··· Selected excerpt ···

The urban-rural differentials in surface evapotranspiration and elevation contributed the most to explaining the variance in local-scale SUHI and CUHI, respectively, for all 342 clusters (fig. S6). When considering the subset of 30 urban clusters with building height data (fig. S15), evapotranspiration was the second most important variable for both CUHI and SUHI, whereas aerodynamic roughness was less important in explaining variations in SUHI than CUHI (Fig. 3). For the cities considered, results from both RF (Fig. 3) and MLR models (table S2) reveal that evapotranspiration is a stronger determinant of the variability in CUHI than roughness during the day, although this difference fades at night (Fig. 3). Roughness is an important determinant of CUHI at night, where increases in city-rural roughness differentials contribute to larger CUHI intensities (Fig. 4). The partial dependence of local-scale UHI on evapotranspiration reveals that when evapotranspiration is lower inside relative to outside cities, both SUHI and CUHI have greater magnitudes, whereas city areas with higher evapotranspiration than rural areas result in negative SUHI and CUHI (Fig. 4). These partial dependencies of CUHI on roughness and evapotranspiration are consistent over multiple spatial scales (fig. S7).

Fig. 3 Determinants of SUHI and CUHI intensities.

(A) Predictor variable importance scores are plotted for RF models explaining the variance in local-scale (n = 5703 stations; 47,652 pixels) SUHI and CUHI over a subset of urban clusters (30) with building height data. Models are stratified into nighttime and daytime mean UHI for roughness and evapotranspiration. Mean importance values are plotted for the total predictor variable suite in (B) and (C).

Fig. 4 Partial dependence of UHI on roughness and evapotranspiration.

Lines represent the smoothed effect of roughness and evapotranspiration on local-scale (n = 5703 stations; 47,652 pixels) SUHI and CUHI intensity after controlling for the effect of all other explanatory variables. RF models were used for daytime and nighttime daily UHI separately.

··· Records for processing ···

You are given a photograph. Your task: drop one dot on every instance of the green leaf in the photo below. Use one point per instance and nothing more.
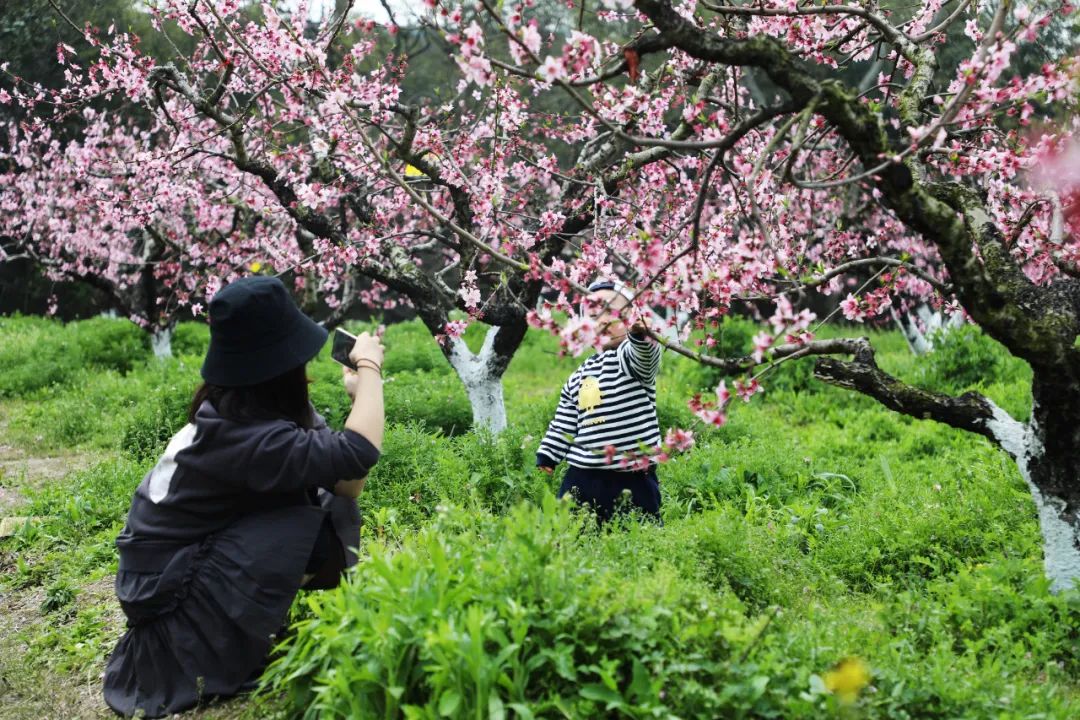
(495, 708)
(448, 703)
(601, 693)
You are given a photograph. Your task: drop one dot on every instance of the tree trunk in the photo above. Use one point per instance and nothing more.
(482, 375)
(1050, 462)
(161, 341)
(1047, 448)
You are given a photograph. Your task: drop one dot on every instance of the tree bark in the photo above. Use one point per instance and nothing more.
(161, 341)
(482, 375)
(1045, 448)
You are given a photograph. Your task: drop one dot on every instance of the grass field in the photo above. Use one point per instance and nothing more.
(813, 527)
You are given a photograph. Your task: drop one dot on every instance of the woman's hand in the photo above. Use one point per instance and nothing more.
(350, 378)
(367, 348)
(350, 488)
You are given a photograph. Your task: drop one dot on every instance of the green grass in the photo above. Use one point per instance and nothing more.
(815, 525)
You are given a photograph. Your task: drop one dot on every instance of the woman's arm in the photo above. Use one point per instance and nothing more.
(365, 386)
(367, 416)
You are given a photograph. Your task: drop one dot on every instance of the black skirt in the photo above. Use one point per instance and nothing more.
(201, 622)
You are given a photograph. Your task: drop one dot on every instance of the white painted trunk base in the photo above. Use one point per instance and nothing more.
(483, 386)
(1061, 539)
(161, 342)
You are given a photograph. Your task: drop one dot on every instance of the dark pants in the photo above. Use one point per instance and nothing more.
(609, 491)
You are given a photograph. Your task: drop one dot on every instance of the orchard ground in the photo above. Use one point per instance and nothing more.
(814, 526)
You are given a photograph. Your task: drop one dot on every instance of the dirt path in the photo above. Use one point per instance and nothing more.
(23, 470)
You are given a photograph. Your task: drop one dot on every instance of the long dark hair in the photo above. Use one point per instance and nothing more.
(284, 397)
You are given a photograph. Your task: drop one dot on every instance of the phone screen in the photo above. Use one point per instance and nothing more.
(342, 343)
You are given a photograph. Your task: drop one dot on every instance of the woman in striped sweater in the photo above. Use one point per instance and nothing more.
(607, 411)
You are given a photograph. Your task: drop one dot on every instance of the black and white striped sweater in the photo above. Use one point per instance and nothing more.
(609, 401)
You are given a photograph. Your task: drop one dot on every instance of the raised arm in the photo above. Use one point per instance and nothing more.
(639, 357)
(561, 431)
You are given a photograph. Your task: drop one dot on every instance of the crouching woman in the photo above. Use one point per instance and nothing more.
(252, 500)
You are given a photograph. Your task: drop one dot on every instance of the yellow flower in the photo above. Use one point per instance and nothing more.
(847, 679)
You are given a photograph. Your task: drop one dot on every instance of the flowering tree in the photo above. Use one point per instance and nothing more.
(715, 153)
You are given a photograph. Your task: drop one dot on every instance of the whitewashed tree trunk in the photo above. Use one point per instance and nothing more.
(161, 341)
(483, 380)
(1044, 448)
(1061, 534)
(920, 326)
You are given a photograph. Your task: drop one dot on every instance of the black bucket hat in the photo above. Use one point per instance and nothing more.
(257, 333)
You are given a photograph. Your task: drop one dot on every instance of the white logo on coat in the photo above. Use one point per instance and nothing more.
(161, 476)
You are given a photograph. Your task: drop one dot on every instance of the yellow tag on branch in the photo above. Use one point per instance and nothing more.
(589, 394)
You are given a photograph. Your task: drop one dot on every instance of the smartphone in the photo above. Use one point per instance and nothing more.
(342, 344)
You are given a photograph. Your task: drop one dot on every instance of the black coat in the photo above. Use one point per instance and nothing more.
(214, 551)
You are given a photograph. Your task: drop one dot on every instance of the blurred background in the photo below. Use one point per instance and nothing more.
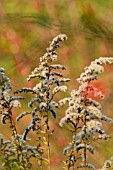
(27, 27)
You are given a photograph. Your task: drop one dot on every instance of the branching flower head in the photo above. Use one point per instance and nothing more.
(85, 114)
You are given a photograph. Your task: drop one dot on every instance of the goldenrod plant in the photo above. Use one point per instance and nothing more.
(85, 115)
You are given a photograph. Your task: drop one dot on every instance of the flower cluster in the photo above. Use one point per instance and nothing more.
(50, 82)
(85, 114)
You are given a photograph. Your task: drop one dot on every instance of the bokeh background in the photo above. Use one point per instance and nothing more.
(27, 26)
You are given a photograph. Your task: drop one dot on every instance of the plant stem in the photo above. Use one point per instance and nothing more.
(49, 167)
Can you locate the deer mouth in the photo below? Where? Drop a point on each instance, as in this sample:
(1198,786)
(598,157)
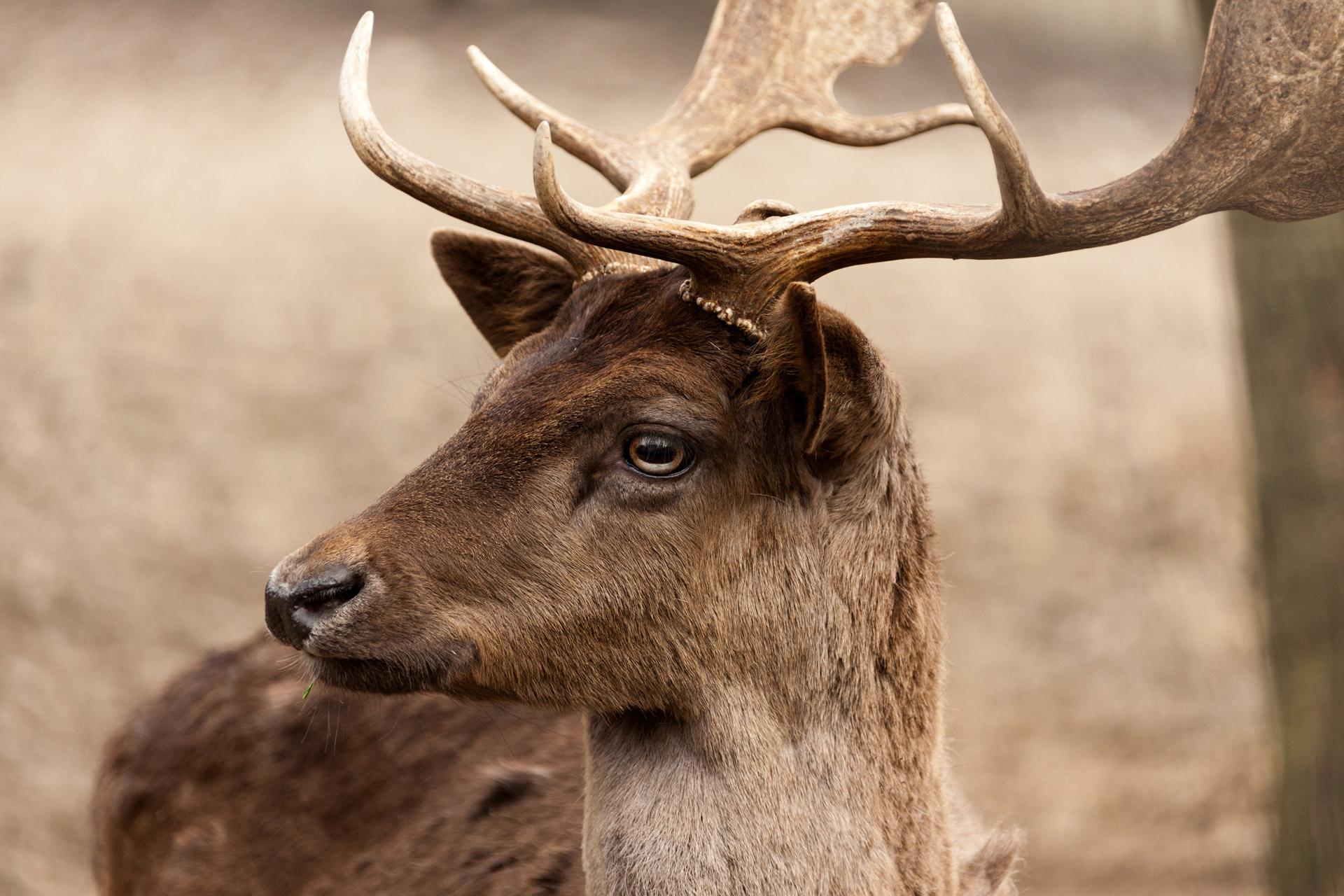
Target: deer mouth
(441,669)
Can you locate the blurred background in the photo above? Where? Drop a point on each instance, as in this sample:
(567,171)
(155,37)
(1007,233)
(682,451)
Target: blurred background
(219,335)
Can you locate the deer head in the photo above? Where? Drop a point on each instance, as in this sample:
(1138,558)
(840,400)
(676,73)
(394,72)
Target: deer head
(641,485)
(685,501)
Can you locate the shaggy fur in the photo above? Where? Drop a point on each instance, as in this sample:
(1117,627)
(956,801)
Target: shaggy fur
(745,660)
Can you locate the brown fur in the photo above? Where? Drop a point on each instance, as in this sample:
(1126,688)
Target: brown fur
(753,649)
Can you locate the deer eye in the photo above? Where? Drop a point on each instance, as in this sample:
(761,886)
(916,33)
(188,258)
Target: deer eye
(657,454)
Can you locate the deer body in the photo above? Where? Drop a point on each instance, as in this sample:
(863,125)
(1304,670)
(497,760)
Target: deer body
(812,766)
(683,527)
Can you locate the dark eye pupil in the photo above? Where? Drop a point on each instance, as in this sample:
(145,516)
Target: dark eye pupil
(656,454)
(656,451)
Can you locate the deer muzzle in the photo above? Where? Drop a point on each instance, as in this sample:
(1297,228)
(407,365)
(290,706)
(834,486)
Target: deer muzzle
(300,596)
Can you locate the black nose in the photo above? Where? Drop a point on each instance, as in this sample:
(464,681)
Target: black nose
(295,608)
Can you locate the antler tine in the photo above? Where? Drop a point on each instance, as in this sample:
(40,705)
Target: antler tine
(691,244)
(1018,188)
(600,149)
(1266,136)
(766,64)
(495,209)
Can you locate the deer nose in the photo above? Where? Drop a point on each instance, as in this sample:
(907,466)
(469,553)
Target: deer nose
(298,602)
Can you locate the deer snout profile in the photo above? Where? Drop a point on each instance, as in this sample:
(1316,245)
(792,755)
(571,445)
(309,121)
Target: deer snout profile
(302,594)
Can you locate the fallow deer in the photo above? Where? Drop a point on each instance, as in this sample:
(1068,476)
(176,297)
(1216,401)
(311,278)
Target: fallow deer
(676,568)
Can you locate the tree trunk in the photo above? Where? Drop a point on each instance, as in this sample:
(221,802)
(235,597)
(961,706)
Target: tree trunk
(1291,285)
(1291,295)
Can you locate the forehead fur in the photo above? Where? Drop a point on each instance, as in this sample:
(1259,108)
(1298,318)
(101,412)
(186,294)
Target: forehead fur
(616,333)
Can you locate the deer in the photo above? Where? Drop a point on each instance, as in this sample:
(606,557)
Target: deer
(663,615)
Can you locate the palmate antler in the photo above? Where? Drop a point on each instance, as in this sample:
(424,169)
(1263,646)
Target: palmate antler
(1266,136)
(766,64)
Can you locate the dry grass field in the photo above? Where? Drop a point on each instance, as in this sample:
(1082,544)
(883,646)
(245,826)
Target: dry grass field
(219,335)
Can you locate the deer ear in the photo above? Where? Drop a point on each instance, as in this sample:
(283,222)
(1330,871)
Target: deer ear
(822,365)
(507,288)
(796,356)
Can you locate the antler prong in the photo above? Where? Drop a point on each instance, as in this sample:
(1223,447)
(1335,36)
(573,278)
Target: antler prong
(683,242)
(597,148)
(1022,195)
(839,127)
(500,210)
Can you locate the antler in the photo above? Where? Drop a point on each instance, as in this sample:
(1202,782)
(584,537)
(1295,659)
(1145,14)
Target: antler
(496,209)
(1266,136)
(766,64)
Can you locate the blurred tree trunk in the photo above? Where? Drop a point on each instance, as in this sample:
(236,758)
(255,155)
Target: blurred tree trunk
(1291,293)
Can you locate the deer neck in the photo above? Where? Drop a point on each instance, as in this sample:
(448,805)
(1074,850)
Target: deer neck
(823,778)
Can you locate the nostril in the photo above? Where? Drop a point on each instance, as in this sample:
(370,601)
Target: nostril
(328,592)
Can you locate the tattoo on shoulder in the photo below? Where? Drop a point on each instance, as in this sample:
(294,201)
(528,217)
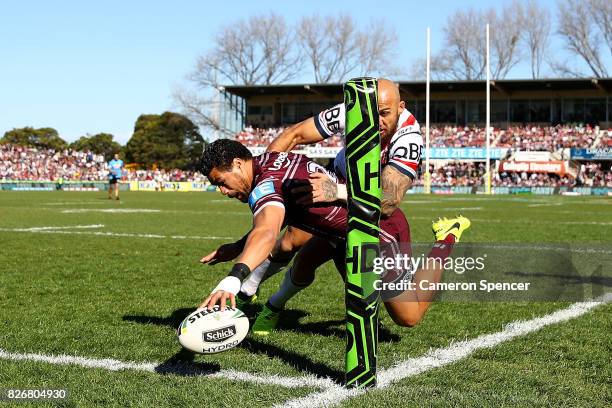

···

Problems to work on:
1: In the urban heat island excerpt, which urban-rural differential contributed the most to explaining the variance in local-scale SUHI across all 342 clusters?
2: Gather every line of the listing that contains the string "tine".
The urban heat island excerpt and the listing are separate material.

Solutions in order:
1: The urban-rural differential in surface evapotranspiration.

2:
Can you locate the antler tine in the photo above? Where? Drop a point on each instance, as in this sample:
Target: antler tine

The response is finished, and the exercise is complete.